> **Aim**: Switch "potted plant" to "houseplant" throughout the material below, and reproduce every other part of the material unchanged.

> **The data**:
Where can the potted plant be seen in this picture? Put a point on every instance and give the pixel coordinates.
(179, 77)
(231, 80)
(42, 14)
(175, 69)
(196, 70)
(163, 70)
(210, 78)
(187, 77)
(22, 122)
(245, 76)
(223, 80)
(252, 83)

> **Full answer**:
Where can the houseplant be seen in this picture? Put a point on every instance and give the pixel coordinates.
(179, 77)
(231, 80)
(42, 14)
(175, 69)
(196, 70)
(163, 70)
(210, 78)
(187, 77)
(22, 122)
(245, 76)
(223, 80)
(252, 83)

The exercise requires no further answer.